(Items from a data source)
--- --- ---

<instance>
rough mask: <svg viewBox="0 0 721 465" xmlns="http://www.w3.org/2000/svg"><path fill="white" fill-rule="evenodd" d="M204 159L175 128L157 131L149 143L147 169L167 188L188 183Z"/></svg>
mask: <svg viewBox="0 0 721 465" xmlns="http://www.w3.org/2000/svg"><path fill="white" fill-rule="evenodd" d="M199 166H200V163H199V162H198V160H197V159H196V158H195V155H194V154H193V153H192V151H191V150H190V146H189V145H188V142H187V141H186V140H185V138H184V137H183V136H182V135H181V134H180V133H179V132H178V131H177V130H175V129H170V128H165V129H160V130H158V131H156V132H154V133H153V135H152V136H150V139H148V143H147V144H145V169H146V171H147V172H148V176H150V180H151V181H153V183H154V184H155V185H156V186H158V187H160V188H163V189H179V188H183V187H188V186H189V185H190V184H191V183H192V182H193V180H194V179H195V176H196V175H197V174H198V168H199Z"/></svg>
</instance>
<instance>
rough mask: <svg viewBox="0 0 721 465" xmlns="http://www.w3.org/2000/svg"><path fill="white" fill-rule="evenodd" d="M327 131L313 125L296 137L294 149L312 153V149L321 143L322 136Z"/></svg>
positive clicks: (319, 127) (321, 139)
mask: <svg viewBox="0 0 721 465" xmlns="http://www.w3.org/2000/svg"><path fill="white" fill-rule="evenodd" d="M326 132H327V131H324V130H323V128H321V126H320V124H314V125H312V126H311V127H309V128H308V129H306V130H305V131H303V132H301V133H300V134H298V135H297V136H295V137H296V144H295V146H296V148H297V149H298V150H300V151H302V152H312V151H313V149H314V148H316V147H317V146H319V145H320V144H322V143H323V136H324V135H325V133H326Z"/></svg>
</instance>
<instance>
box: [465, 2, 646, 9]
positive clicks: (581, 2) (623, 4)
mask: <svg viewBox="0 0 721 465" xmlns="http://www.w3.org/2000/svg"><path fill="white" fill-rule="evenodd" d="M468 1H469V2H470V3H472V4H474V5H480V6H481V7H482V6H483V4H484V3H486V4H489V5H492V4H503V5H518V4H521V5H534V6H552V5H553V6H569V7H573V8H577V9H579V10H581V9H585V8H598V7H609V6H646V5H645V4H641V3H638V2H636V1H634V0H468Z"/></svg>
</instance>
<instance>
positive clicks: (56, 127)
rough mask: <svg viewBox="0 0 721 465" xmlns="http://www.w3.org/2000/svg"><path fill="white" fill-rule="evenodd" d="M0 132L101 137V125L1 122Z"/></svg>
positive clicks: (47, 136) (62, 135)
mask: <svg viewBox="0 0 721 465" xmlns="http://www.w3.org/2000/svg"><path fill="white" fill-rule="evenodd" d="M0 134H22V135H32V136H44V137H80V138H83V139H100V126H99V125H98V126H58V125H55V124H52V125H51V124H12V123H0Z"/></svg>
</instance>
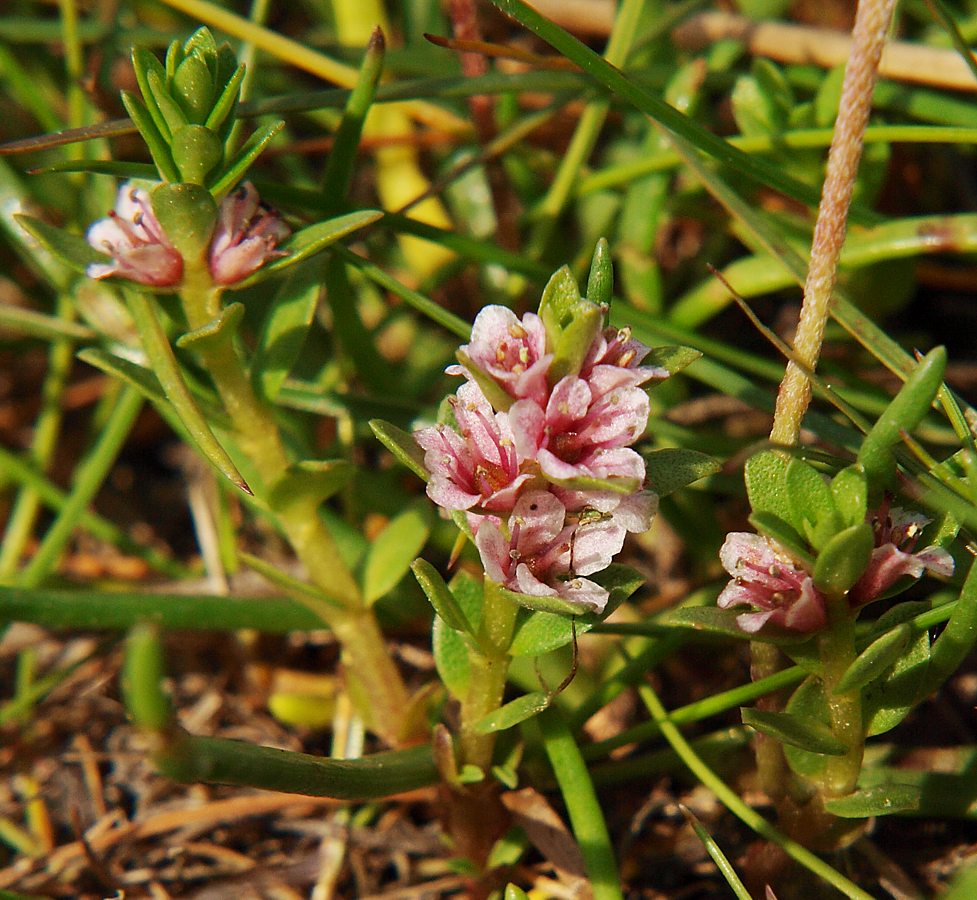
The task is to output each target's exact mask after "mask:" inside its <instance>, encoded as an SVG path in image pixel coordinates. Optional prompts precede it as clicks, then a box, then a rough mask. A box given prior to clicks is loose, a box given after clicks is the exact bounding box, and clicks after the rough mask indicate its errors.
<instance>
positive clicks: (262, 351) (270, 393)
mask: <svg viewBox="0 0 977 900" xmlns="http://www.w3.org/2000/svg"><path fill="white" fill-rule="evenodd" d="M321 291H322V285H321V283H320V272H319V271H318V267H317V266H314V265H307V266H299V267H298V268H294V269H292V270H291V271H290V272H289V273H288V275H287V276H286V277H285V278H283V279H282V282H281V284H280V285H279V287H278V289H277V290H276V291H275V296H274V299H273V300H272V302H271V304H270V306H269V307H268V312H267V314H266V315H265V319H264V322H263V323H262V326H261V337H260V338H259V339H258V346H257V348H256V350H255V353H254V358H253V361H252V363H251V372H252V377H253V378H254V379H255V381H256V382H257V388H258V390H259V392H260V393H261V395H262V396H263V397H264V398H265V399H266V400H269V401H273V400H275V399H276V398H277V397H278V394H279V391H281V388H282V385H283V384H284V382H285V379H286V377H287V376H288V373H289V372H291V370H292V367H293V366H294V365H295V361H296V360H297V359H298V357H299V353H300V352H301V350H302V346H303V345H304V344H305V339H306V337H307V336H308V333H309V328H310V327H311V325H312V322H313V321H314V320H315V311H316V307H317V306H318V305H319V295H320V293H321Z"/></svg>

--- --- ---

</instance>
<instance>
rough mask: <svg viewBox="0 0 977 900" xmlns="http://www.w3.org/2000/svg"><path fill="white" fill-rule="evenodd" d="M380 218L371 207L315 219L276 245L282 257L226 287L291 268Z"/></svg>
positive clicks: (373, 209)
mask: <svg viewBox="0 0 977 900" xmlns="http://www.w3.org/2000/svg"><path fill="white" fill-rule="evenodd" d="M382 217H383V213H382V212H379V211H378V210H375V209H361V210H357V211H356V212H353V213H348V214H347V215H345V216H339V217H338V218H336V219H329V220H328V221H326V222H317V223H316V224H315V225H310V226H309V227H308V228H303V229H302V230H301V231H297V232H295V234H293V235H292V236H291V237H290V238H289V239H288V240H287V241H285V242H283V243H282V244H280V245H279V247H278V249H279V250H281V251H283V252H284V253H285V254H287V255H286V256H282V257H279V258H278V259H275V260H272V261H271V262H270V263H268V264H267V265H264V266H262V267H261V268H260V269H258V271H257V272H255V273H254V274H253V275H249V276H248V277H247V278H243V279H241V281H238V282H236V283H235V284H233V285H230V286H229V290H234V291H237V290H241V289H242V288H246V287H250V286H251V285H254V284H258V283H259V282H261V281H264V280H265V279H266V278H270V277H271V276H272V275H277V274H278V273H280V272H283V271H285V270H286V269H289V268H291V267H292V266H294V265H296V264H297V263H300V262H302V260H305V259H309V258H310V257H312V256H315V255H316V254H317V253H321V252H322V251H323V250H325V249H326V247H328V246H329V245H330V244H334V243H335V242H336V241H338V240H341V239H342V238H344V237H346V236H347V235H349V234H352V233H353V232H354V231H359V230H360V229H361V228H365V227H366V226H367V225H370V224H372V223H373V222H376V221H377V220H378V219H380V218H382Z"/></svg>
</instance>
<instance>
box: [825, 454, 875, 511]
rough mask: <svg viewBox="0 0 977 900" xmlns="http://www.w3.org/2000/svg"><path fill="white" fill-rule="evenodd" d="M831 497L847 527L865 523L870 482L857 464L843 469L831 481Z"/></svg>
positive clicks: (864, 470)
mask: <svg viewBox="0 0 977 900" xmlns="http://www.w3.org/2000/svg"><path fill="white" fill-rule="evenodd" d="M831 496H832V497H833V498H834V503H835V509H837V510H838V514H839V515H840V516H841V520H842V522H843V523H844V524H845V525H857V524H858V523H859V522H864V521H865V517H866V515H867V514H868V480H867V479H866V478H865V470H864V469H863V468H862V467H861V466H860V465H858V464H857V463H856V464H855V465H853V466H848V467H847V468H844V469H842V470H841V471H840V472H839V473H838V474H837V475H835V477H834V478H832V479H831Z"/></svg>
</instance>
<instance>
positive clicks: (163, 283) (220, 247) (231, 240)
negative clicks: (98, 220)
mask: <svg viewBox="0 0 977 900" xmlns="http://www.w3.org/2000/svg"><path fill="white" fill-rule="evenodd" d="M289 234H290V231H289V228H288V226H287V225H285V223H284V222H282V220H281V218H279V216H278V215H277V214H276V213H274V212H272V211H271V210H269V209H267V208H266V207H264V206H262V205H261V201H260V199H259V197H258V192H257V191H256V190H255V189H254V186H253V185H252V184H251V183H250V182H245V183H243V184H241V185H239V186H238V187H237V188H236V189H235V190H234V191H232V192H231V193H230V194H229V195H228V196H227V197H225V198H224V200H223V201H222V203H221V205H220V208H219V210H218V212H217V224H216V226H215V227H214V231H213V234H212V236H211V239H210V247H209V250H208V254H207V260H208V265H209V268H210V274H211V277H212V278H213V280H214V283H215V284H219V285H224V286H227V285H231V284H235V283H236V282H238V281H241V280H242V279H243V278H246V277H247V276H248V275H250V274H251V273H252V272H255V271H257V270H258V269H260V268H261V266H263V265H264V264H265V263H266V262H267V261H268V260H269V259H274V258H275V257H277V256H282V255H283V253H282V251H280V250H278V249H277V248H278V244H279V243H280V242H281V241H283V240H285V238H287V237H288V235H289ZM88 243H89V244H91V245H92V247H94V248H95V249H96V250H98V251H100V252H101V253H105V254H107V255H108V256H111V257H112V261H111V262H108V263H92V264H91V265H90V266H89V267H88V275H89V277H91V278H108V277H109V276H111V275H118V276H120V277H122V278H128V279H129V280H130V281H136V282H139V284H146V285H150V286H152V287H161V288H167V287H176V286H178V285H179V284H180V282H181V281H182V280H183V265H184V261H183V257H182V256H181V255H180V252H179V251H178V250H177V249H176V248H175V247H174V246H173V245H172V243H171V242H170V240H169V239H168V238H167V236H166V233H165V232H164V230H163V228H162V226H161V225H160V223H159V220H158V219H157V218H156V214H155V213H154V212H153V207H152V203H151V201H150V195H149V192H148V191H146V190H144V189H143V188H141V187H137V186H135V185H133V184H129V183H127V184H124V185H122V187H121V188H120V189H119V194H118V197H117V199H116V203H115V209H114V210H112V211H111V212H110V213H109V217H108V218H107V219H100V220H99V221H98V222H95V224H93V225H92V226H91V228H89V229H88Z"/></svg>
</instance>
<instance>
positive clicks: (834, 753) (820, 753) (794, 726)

--- --- ---

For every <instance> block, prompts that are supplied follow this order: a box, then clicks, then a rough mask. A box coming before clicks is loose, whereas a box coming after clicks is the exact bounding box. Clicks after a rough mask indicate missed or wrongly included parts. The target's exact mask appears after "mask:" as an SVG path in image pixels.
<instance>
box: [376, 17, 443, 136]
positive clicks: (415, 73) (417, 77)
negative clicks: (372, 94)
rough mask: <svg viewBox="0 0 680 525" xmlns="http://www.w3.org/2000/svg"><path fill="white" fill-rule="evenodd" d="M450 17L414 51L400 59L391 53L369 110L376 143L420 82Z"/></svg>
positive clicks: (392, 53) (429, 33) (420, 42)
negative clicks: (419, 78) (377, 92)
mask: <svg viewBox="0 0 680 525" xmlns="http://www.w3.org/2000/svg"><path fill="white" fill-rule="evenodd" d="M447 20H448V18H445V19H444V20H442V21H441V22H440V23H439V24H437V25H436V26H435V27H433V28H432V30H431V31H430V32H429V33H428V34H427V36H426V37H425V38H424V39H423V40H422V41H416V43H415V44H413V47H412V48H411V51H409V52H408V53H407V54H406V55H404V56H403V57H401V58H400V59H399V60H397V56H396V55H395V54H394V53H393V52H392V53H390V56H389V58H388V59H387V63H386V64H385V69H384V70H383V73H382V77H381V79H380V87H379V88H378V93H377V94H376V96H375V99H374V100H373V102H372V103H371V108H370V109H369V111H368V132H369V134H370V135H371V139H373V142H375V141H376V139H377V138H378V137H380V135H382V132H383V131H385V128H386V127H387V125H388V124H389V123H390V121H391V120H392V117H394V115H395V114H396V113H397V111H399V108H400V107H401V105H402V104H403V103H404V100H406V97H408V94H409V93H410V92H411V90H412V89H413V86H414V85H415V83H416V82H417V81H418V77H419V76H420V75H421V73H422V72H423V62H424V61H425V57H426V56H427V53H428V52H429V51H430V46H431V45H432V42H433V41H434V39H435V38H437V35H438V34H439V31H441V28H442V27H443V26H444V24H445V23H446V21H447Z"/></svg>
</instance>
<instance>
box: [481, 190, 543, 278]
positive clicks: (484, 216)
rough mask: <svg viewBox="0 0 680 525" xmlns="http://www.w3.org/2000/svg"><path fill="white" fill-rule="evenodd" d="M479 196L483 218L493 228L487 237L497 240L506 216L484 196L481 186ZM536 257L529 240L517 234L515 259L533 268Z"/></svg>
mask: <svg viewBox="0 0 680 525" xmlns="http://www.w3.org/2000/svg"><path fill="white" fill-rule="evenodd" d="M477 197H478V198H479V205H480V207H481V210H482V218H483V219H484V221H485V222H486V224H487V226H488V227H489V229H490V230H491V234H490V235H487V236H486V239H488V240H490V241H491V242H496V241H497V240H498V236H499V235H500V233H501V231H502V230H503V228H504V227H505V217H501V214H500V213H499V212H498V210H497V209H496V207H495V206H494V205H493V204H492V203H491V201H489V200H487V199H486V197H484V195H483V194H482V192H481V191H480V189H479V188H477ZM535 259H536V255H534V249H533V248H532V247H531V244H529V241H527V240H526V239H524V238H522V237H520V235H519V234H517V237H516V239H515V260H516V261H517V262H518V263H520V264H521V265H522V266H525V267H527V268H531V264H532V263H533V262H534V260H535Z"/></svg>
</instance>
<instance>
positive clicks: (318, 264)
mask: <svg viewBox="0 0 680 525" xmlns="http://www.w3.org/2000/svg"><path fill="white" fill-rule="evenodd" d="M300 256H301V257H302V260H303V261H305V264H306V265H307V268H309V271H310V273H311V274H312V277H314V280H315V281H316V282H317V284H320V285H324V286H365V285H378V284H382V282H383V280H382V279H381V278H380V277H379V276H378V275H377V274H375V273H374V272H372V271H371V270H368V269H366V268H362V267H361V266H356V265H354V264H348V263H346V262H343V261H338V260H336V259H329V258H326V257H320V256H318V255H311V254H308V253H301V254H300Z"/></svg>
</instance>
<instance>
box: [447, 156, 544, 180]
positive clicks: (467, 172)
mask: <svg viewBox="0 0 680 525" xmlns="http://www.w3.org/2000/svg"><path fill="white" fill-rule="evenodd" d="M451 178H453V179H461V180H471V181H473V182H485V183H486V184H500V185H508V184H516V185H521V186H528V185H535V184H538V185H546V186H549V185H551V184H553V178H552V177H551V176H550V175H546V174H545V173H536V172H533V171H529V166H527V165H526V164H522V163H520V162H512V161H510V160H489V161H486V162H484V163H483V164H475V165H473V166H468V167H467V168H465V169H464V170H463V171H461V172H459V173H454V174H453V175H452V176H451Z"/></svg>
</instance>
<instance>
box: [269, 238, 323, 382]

--- --- ---

• **Problem statement**:
Copy out all lines above holding "indicate".

• **Response for this exercise**:
The task is to output each target's exact mask after "mask:" inside its <instance>, encoded as an SVG path in image pixel coordinates. Optional prompts precede it as clicks, then a box, then a rough mask. A box given prior to clicks is loose, a box given after clicks is the exact bounding box, and clicks after the rough mask indicate its errors.
For every <instance> block, prompts that are supplied follow this order: a box, then clicks, then a rough mask. A box coming before clicks is loose, whereas a box coming after clicks is the exact bounding box. Clicks after a rough mask indicate missed or wrongly included parts. The target's exact mask appears after "mask:" as an SVG path in image pixels.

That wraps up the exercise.